§ **WRITTEN EXERCISE**
Please rewrite the items with every "instance" replaced by "occurrence" and all other text unchanged. Omit the pictures.

== GIVEN RECORDS ==

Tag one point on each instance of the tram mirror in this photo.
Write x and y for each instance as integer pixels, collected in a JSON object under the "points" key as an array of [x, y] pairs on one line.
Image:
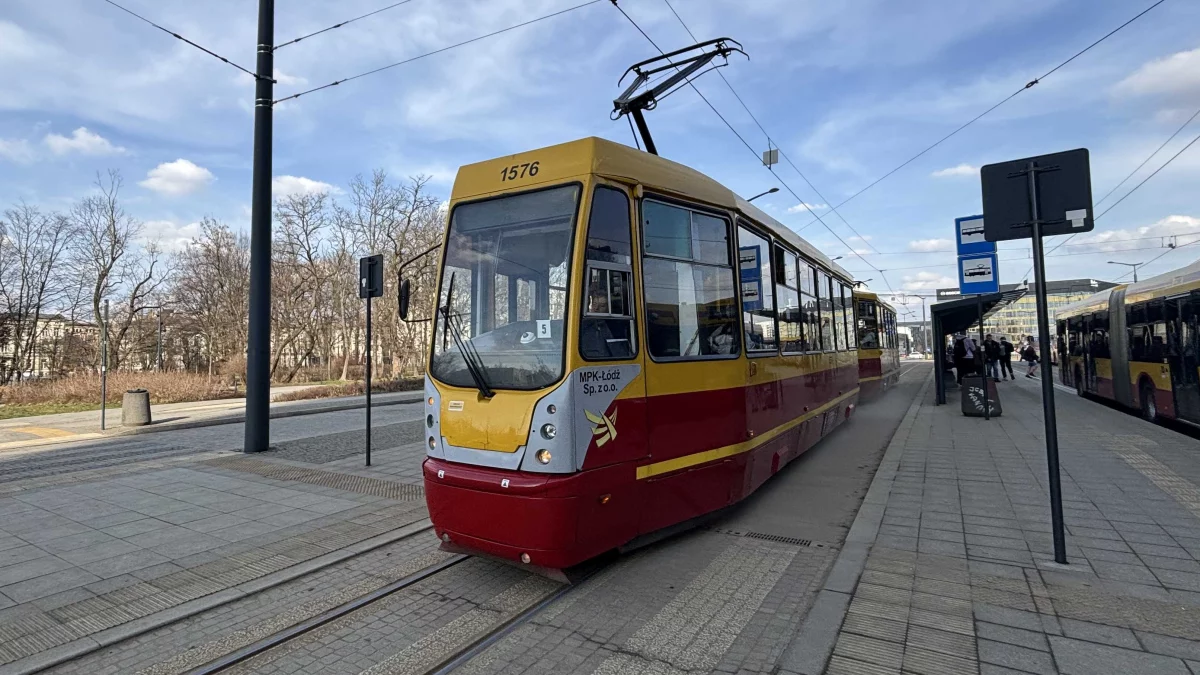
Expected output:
{"points": [[403, 296]]}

===

§ **OUTPUT FOR THIS EXERCISE**
Tag one point on each occurrence of the tram mirror in this photo.
Write x and y for each occurrence as integer pixels, collected in a JSON object under the "points" key as an array of [x, y] pairs on one line.
Image:
Expected output:
{"points": [[403, 296]]}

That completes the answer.